TEXT
This will be the last posting I make here; I want no part of a set-up which indulges in attacks on Travellers (knackers) and who allows open insults of elderly singers, no matter what mealy-mouthed excuse is given for doing so.
There is a great deal of whingeing taking place about my insulting people.
Muskett, who has consistently attacked everyone who disagrees with him, often in abusive terms and has now swamped three discussions with his persistent abusive bullying – behave like a bullying thug if that's what turns you on, but don't be surprised when you become identified as one.
By the way – you were not called a "goose-stepper" because of your ideas, but because of your 'Flashman-like' behaviour – don't suppose this will stop you from hiding behind your dishonest claims, though.
Bryan the Snail, who appears to be incapable of addressing an arguments without couching his postings in supercilious and unfriendly terms, and whose dishonest claim of my "going into clubs brandishing a copy of '54", and "selective reading" elicited my response of "arrogant little pratt"
I have always found his attitude on this forum reminiscent of all those teachers way back, who felt that their role in life was to make us understand that our opinions were worth nothing and the sooner we understood that fact, the better we would make our way through the adult world – "arrogant pratts all".
Then there's Al, who took his harp to a party and nobody asked him to play.

SUPPLIED INFORMATION
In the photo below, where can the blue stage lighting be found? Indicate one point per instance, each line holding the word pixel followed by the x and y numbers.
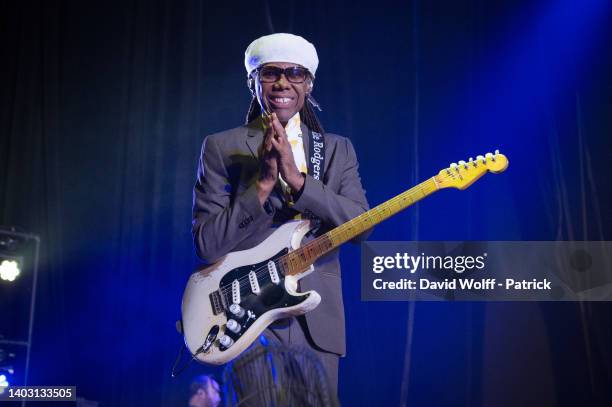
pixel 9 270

...

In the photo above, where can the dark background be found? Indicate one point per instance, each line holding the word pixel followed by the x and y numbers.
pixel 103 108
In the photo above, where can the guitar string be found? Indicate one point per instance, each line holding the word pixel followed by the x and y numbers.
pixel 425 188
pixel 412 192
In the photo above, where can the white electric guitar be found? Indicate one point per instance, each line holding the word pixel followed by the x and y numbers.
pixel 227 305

AIM A
Answer these from the forum post:
(i) What group does the writer say the set-up attacks?
(ii) According to the writer, why was Muskett called a "goose-stepper"?
(iii) What did Al take to a party?
AIM B
List every person the forum post names.
AIM C
Pick up the forum post right after its last sentence and carry on in the same voice for a few more sentences.
The data above is separate material and has nothing to do with the forum post.

WRITTEN RESPONSE A
(i) Travellers (knackers).
(ii) Because of his "Flashman-like" behavior, not because of his ideas.
(iii) His harp.

WRITTEN RESPONSE B
Muskett, Bryan the Snail, Al

WRITTEN RESPONSE C
In revenge, he started off by describing The Grey Cock as unfriendly (debatable, but credible), then warmed to his theme by claiming the residents to be talentless messers dressed in fishermen's smocks – an utterly ridiculous invention about a group of artists and enthusiasts with an enviable track record to show otherwise
I bothered to respond, eventually angrily, to this nonsense because I was familiar with the club, I visited it on numerous occasions and I guested there once as a singer – I knew many of the people involved personally, mainly as accomplished singers and musicians who dedicated a great deal of their time to the music I love.
I find the public denigration of any fellow devotee of music distasteful at any time, even when deserved (unless, of course, their behaviour damages that music in any way), but Al's unmerited attack was beyond the pale as far as I'm concerned.
He topped of his accusations off by quoting the supposed support of one of the leading figures in folk music, Martin Carthy, by claiming to quote something he had been told IN CONFIDENCE – I wouldn't buy a used car from someone so prepared to break a confidence – but that's me!
Last but not least, we have Dick, who is still whining about my calling him a talentless moron.
Dick has stalked me throughout at least ten threads now with around a couple of dozen abusive postings offering virtually nothing else other than abuse – included in these was a threat in the finest "Stay out of Tombstone stranger" tradition.
I have requested him not to stalk, even to the extent of threatening, to report his behaviour to the thread administrators, in an effort to make him stop, which he did for a period - now he is back, larger than life and twice as inarticulate.
I'm finished with this rather unpleasant slanging match – I'll leave it with those with stronger stomachs than mine to continue, if they find any value in it.
If this is a sample of what the folk scene has to offer nowadays, I want no part of it.
Have a good day, y'all – I'm off to do a couple of day's work on recordings of people who loved the music enough to throw open their house to aspiring young singers like me (way back when) once a week for ten years of their busy lives – they are the people I like to remember as being part of the folk music scene – a million miles from all this!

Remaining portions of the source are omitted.